» Dataset extract

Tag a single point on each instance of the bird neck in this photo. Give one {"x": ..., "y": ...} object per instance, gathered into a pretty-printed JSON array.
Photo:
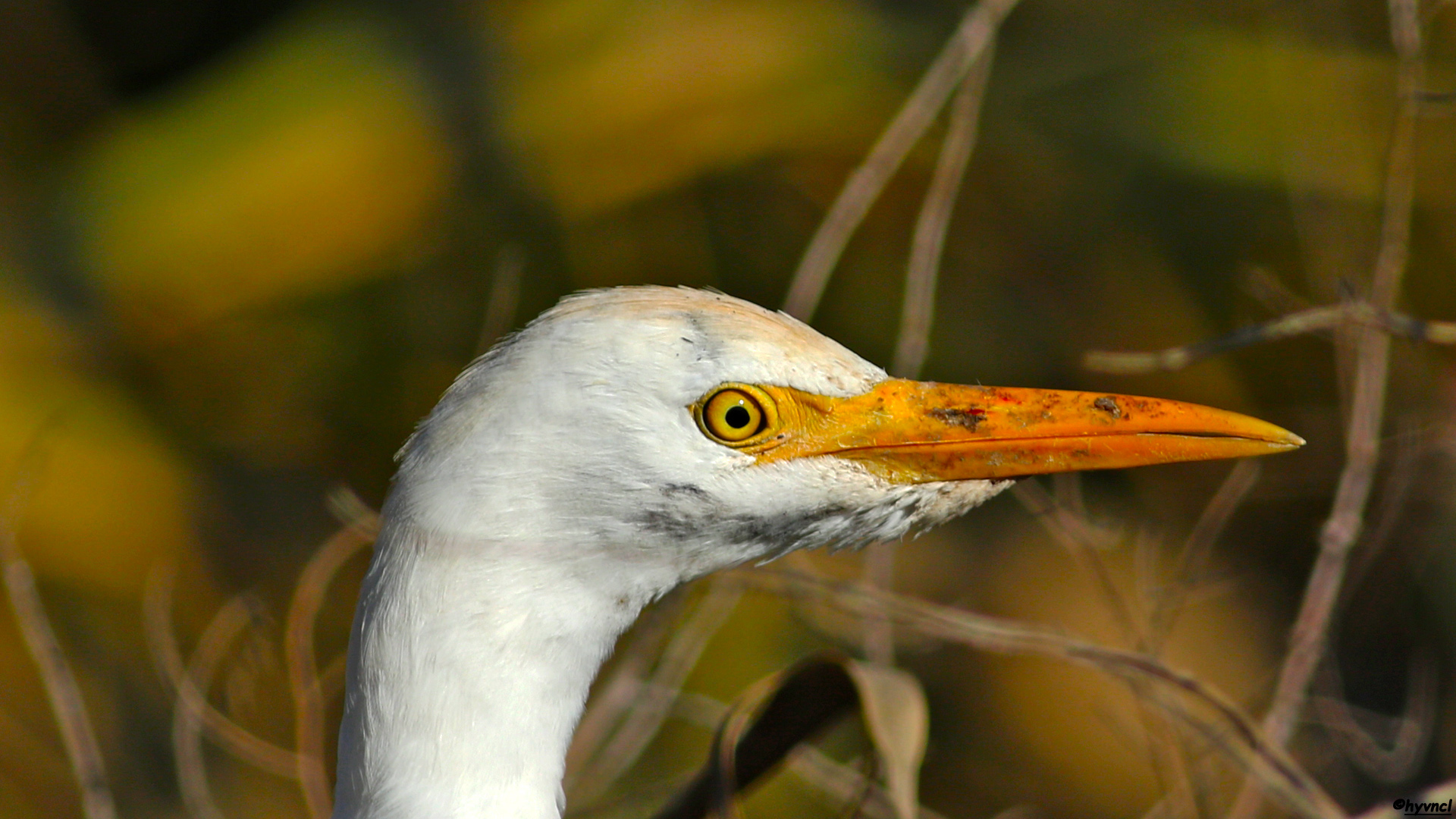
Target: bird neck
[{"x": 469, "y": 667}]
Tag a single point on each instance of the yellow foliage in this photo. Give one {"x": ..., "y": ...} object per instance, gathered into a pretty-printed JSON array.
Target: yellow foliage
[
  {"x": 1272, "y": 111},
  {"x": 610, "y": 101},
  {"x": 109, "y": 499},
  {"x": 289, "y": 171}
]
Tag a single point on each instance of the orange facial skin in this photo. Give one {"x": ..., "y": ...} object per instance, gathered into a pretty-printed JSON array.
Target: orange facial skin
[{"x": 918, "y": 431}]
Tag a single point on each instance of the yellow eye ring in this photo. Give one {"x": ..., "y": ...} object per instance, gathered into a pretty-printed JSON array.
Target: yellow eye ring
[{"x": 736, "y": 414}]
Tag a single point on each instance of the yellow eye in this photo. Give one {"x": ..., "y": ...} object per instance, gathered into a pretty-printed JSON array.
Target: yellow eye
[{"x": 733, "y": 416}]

» Request
Retype only the lines running from the line with "Tag a single point on each instance of the orange" to the end of the listing, including both of those lines.

» Reply
Tag a single point on each instance of the orange facial skin in this photo. Give one {"x": ..., "y": ...} object per instance, gathered into a pretty-printed JSON array.
Target: orange facial skin
[{"x": 918, "y": 431}]
Tag a single point on each instance of the yellow eye ring in this photo. Give one {"x": ..., "y": ...} object per instance, gathered into a pretty-printed JSON array.
Target: yellow eye ring
[{"x": 736, "y": 414}]
Tag a single point on each instance of the yellow eye in this photo. Give one {"x": ..., "y": ...} object per instance, gathered into a pretty-printed JSON array.
Target: yellow eye
[{"x": 733, "y": 416}]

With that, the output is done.